## [What is required]
Word for word, transcribe all of the records.

## [Dataset entries]
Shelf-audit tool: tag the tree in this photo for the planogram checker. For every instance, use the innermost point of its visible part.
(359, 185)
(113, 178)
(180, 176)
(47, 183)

## [Answer for this exercise]
Shelf-audit tool: tag the tree in this photo for the planogram checker. For every instance, use the innermost point of its visible part.
(359, 185)
(113, 178)
(180, 176)
(47, 183)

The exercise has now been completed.